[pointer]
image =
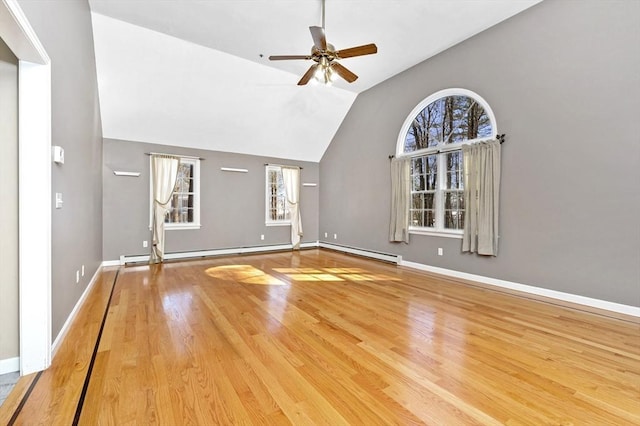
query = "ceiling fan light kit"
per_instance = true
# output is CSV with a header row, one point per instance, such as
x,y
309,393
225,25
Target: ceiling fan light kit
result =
x,y
327,68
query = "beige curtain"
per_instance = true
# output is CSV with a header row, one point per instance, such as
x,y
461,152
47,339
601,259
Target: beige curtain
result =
x,y
164,172
291,180
481,197
400,193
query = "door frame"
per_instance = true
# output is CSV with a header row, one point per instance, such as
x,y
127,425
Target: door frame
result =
x,y
34,186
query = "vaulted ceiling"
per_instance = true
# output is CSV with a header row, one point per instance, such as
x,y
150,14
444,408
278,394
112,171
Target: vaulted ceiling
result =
x,y
195,73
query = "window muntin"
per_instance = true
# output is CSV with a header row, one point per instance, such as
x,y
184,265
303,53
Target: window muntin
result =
x,y
432,136
276,206
184,207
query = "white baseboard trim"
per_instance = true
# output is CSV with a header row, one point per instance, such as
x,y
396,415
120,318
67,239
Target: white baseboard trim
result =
x,y
387,257
9,365
538,291
65,327
124,259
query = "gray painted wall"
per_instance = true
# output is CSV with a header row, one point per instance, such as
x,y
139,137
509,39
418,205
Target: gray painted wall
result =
x,y
64,28
232,208
563,79
9,341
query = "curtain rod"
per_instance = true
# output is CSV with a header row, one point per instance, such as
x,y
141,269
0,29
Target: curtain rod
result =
x,y
175,155
282,165
498,138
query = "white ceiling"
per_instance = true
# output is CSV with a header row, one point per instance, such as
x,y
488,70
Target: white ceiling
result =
x,y
195,73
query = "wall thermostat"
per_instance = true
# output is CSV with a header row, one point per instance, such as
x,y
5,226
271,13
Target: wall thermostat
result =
x,y
58,155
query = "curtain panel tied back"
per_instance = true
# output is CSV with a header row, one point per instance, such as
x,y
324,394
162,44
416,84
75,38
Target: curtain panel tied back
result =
x,y
164,173
400,193
481,197
291,180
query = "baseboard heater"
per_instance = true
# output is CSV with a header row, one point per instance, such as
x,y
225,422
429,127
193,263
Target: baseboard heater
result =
x,y
387,257
144,258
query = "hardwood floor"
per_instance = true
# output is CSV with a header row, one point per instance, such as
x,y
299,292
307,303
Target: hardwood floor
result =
x,y
318,337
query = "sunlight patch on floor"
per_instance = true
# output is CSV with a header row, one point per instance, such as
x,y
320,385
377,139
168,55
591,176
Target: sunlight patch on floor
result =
x,y
246,274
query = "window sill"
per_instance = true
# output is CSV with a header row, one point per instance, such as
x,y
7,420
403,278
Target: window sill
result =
x,y
188,226
434,233
277,224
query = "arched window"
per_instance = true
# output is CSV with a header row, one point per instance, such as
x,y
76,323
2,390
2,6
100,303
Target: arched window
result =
x,y
432,137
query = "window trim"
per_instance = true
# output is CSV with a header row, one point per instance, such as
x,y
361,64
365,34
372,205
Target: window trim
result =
x,y
267,218
439,150
196,197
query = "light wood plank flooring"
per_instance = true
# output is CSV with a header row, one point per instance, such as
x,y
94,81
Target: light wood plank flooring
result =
x,y
317,337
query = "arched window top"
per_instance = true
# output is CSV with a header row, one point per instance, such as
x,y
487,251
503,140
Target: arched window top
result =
x,y
448,117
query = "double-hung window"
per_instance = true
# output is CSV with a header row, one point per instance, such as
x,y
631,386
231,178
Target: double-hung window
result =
x,y
432,138
184,208
276,205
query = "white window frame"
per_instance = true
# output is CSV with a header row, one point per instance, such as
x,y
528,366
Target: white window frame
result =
x,y
440,150
267,198
196,196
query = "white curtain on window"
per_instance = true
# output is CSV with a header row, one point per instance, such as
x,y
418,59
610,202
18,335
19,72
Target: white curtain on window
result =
x,y
164,172
481,197
400,193
291,179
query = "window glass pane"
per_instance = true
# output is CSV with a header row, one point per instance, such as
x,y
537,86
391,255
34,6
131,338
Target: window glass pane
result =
x,y
454,210
429,219
454,170
451,119
277,209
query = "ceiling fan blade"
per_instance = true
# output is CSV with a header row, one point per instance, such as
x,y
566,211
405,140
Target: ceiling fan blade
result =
x,y
319,39
366,49
288,57
343,72
307,76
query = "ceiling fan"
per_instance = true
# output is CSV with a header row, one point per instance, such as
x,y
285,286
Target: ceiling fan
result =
x,y
326,57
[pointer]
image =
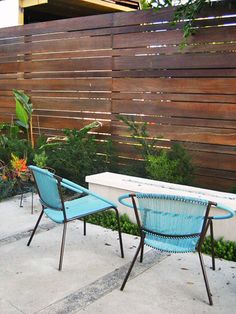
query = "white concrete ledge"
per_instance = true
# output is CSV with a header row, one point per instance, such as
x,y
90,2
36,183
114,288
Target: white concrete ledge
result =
x,y
112,185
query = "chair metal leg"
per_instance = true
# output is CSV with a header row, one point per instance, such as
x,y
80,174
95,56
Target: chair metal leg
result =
x,y
84,226
212,245
32,201
119,232
35,228
131,267
62,246
142,247
205,278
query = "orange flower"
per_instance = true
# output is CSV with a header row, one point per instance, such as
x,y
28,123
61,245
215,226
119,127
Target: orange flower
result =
x,y
19,165
4,178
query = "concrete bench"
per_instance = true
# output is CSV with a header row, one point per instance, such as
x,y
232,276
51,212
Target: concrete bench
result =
x,y
112,185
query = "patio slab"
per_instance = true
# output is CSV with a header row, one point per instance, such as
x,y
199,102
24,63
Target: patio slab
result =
x,y
93,271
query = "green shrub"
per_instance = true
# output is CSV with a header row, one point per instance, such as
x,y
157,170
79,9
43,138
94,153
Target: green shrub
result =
x,y
108,220
172,166
77,157
6,188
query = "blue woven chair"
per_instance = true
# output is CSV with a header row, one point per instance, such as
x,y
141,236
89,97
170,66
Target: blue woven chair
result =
x,y
49,188
172,224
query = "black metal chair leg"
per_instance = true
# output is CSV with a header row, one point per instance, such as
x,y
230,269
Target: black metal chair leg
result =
x,y
119,232
35,228
142,248
62,246
212,245
131,267
205,278
84,226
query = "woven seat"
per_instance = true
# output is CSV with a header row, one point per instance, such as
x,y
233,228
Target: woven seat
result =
x,y
170,223
49,188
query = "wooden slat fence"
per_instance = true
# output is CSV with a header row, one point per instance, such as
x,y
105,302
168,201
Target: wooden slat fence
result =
x,y
82,69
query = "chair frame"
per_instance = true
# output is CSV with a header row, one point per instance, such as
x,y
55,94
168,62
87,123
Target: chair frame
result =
x,y
44,206
206,223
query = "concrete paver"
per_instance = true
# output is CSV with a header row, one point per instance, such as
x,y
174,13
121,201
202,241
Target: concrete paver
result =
x,y
93,271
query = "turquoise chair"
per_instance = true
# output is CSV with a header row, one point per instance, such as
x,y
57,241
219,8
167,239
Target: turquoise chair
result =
x,y
169,223
49,187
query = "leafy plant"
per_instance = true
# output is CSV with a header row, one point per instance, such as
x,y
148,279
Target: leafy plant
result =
x,y
172,166
6,187
77,156
140,134
108,219
185,11
24,111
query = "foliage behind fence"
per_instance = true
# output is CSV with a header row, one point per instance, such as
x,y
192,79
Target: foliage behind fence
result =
x,y
87,68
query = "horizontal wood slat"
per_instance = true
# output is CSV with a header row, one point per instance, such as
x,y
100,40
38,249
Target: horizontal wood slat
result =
x,y
99,67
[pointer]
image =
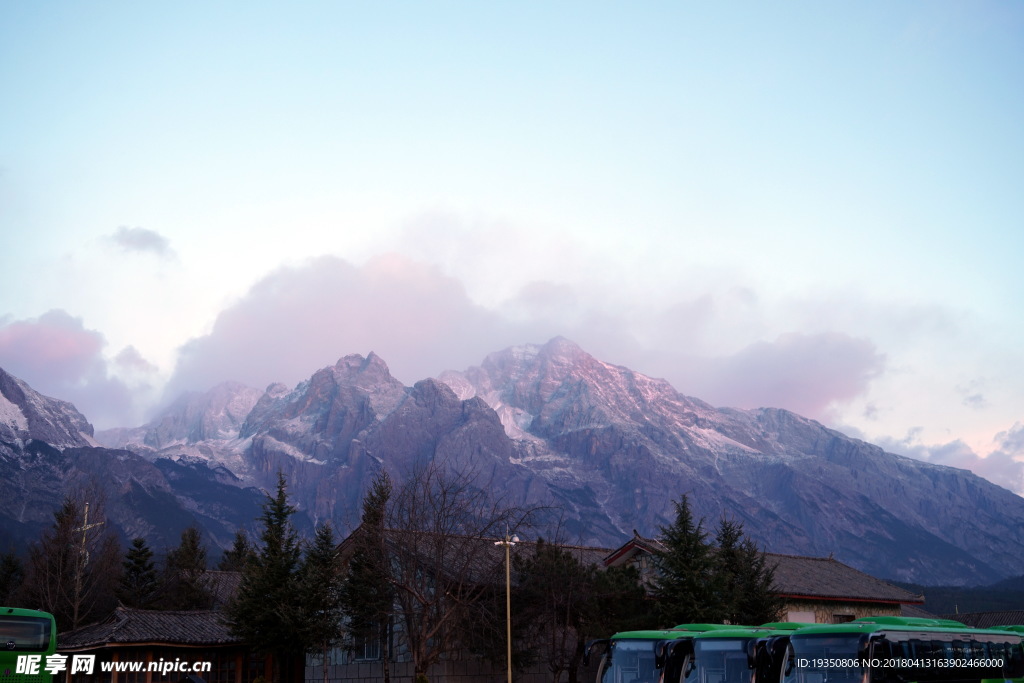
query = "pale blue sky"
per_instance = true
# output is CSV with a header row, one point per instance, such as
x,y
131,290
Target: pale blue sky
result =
x,y
725,195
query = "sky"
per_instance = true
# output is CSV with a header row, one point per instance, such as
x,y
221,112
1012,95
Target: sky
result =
x,y
803,205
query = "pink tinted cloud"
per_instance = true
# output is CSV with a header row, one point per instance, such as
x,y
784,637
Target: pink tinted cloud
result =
x,y
1001,467
298,319
53,348
59,357
141,240
421,322
804,373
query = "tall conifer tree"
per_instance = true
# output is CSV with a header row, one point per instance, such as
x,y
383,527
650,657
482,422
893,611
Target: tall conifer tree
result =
x,y
139,583
266,610
685,572
368,595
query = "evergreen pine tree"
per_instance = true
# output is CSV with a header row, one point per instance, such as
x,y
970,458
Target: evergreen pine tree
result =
x,y
11,574
321,580
683,586
139,584
726,582
745,577
242,551
367,593
186,586
265,611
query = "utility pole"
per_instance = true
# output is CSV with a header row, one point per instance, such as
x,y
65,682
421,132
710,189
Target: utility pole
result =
x,y
83,559
508,543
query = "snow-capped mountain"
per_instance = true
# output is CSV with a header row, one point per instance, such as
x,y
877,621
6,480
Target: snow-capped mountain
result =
x,y
608,449
47,452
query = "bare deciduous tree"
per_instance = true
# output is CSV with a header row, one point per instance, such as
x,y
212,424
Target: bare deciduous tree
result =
x,y
442,523
73,570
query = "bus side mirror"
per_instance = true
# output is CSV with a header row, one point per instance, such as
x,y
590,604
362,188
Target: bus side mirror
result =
x,y
678,659
588,648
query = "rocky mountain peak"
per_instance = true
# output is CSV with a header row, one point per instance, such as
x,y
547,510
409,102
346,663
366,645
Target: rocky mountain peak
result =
x,y
26,414
194,417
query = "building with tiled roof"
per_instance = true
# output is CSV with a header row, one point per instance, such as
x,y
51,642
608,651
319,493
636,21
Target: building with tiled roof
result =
x,y
150,639
819,590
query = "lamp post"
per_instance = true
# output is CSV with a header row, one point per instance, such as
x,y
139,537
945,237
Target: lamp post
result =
x,y
508,543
━━━━━━━━━━━━━━━━
■ **Work to be completed**
Filter the records for the string "side" and copy every line that holds it.

■ **Solved problem**
query = "bus side mirror"
Target: bus side mirror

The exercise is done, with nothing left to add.